━━━━━ DATA FOR THE TASK ━━━━━

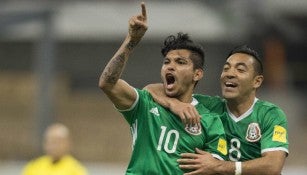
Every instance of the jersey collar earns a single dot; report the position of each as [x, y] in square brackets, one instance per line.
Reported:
[247, 113]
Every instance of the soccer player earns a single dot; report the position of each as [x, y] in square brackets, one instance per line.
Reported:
[159, 137]
[256, 130]
[57, 160]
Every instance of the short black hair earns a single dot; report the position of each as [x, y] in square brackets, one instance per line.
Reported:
[249, 51]
[183, 41]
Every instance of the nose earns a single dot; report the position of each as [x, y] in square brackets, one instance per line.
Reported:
[169, 66]
[230, 73]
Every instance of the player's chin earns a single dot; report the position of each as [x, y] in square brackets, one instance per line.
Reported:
[229, 95]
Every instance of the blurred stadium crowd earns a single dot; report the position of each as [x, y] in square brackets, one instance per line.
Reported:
[52, 53]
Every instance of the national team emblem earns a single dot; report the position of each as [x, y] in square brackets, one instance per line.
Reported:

━━━━━

STATED GOAL:
The required output is the exact sequence of lines from the one containing "Every instance of the soccer" through the end of the listing, both endpoints included.

WRITTEN RESPONSE:
Every instance of the soccer player earns a single dot; report the position of each as [x, y] in square brackets, one instance per line.
Reported:
[159, 137]
[256, 130]
[57, 160]
Every instance of the short black hair earns a single dot; report the position of each as [x, y] in square brackets, one instance per line.
Reported:
[249, 51]
[183, 41]
Every instance of the nose earns a single dot; report the position of each as [x, y] in square brackets, one instance per line.
Reported:
[169, 66]
[230, 73]
Every instance of the player's chin earns a single dot; report the position of each as [x, y] in square brackets, one instance per line.
Reported:
[229, 95]
Every instance of the blurred stadium crowd earns a single dot; report the position of each as [x, y] in square brackets, one instance per line.
Reported:
[52, 53]
Every instance of the national team emblem earns a single dot; report the position of each as [x, y] in square brackets, one instance per line.
Reported:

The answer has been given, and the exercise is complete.